> [Consigna 1]:
Responde estas preguntas con datos de la entrevista a Atilio Santoro:
(a) ¿En qué fecha nació Atilio Santoro?
(b) ¿Cuántos hermanos eran en su familia?
(c) ¿Cuántos años estuvo su padre trabajando en África?
> [Consigna 2]:
Traduce al inglés esta oración de la entrevista a Atilio Santoro: "Mi papá era campesino, hacía un poco de todo, trabajaba en el campo, donde se hacía ricota y queso, para consumo propio y para vender."
> [Consigna 3]:
Continúa la entrevista a Atilio Santoro a partir de la última pregunta.

> [Documento]:

Por Alejandro César Suárez | @alecesarsuarez
Nacido en Acri, Provincia de Cosenza, Calabria, Italia, el 14 de marzo de 1944, Atilio Santoro llegó a la Argentina cuando era un niño, escapando junto a los suyos de las miserias y el terror de la Guerra. Aquí, como miles de europeos, inició un camino duro de trabajo y esfuerzo, y echó raíces para siempre, progresando y también, haciendo crecer a nuestra ciudad junto a su familia. Casado con María Rosa Matozo, con quien tuvo cuatro hijos, Rodolfo, Mariano, Silvana y María Julieta, también es orgulloso abuelo de dos nietos. Con él dialogamos en su oficina de la Galería San Francisco, donde como guía de su vida, también se levanta una pequeña estatua de esa ejemplar figura de la historia cristiana.
-Cuéntenos sobre su infancia en Italia…
-Éramos nueve hermanos. Mi papá era campesino, hacía un poco de todo, trabajaba en el campo, donde se hacía ricota y queso, para consumo propio y para vender. ¡Qué rica era la ricota casera…! No como la de acá, sacada de la heladera, que dicen que es fresca. Fresca era aquella, recién hecha, calentita!
-¿A qué jugaba cuando era chico?
-Jugábamos con unos palitos, haciéndolos saltar por el aire, y el que perdía tenía que traer a cococho al que ganaba, y también jugábamos mucho a la lucha. A veces, como practicábamos tanto, una lucha duraba hasta media hora.
-¿Su mamá ayudaba en el campo?
-Ayudaba a hacer la ricota y a venderla, pero con todos los chicos que atendía no tenía mucho tiempo. Cocinaba de todo, menos carne.
-Claro, era la Guerra…
-Era la época de la Guerra, de una miseria que duró años… Después el gobierno italiano ofreció trabajo en Africa, y allá fue mi papá., junto a 4000 italianos, para hacer caminos. Ahí estuvo tres años. Y la pasaron muy mal. Cuando llegaron encontraron gente muerta, tirada en las calles, sin sepultura, a los que enterraban como podían, y les decían que si los africanos los atrapaban se los comían. Así que hasta para ir al baño se iba de a cinco, y armados. También les habían dicho que se iba a entregar tierras a los que se quedaran. Pero de los 4000 solo se anotaron tres… Se había ‘perdido la guerra y la situación era complicada, así que resolvió volver.
-¿Cuándo llegaron a la Argentina?

> [Datos proporcionados]:
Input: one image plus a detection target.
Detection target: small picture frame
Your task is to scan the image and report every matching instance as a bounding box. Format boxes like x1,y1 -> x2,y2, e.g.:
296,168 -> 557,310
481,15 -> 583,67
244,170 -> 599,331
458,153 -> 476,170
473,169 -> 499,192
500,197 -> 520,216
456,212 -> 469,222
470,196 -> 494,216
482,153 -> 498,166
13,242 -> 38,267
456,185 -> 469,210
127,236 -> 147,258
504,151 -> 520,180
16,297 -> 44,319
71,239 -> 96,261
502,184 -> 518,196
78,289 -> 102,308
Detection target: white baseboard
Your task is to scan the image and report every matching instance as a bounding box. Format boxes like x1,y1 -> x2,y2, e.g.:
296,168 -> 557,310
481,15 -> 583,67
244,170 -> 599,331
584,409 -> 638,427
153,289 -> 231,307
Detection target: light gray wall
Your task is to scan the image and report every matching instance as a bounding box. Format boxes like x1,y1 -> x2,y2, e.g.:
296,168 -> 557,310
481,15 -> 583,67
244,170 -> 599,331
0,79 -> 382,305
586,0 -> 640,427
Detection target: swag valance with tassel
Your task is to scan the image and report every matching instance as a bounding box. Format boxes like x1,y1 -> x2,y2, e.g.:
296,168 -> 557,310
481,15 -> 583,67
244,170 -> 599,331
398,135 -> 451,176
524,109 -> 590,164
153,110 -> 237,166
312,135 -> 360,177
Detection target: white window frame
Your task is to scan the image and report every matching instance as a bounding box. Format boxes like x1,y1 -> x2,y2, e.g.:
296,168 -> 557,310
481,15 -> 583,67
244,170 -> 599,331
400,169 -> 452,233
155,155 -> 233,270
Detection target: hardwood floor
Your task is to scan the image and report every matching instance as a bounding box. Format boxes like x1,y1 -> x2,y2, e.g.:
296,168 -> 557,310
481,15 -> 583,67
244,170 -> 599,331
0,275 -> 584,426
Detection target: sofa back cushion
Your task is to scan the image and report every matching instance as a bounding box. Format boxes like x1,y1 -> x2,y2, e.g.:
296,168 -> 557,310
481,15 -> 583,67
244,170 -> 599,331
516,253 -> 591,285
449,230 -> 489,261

> [Respuesta redactada 1]:
(a) El 14 de marzo de 1944.
(b) Eran nueve hermanos.
(c) Tres años.

> [Respuesta redactada 2]:
My dad was a farmer; he did a bit of everything and worked in the fields, where ricotta and cheese were made, both for their own use and to sell.

> [Respuesta redactada 3]:
-Mi papá vino en 1950 y nosotros en 1951. Llegamos en tres tandas. Mi papá vino solo, no tenía parientes, amigos, ni nada, y no sabía ni una palabra del idioma. Allá se decía que cada veinte años iba a haber una guerra, entonces se pensaba para qué uno iba a criar hijos si iba a venir otra guerra… y para evitar eso se vino para acá. Como muchos, cuando bajó del barco, paró en el Hotel de los Inmigrantes, en el Puerto. Ahí te hospedaban por un mes, sin cobrarte nada. Pero tenía un horario, de 6 a 22, y fuera de ese horario, no podías ni entrar ni salir del hotel. El quería salir a buscar trabajo, pero los otros muchachos no lo dejaban, le decían ¿Dónde vas a estar mejor que acá, que comés y dormís sin hacer nada?... Pero les explicó que tenía una familia y tenía que trabajar… A los días, encontró a un italiano con el que empezó a cargar tarros de comida que sobraba de los restaurantes y los llevaban para alimentar chanchos. Después, un cura le aconsejó escribirle una carta a Perón para pedirle tierras… Pero ¿qué iba a escribir, si no sabía el idioma? Al final la carta la hizo el cura. Le contestaron y lo mandaron a un Banco, en Liniers, en plena época de la pelea entre la Iglesia y el peronismo… Por eso, cuando el cura lo acompañó a mi papá, la pasó muy mal… Y no le dieron ningún terreno. Lo mandaron a Retiro, y de ahí, a La Plata. Enviaron un asistente social a Gonzalez Catán, donde vivíamos, a ver a nuestra familia. Mi papá ganaba 20 pesos por día en un horno de ladrillos, y después compró unas vacas y un carro para repartir leche. Pero a veces llegaba fin de mes y no le pagaban… Esas tierras que el Gobierno entregaba no eran regaladas, sino con un plan de pago a varios años.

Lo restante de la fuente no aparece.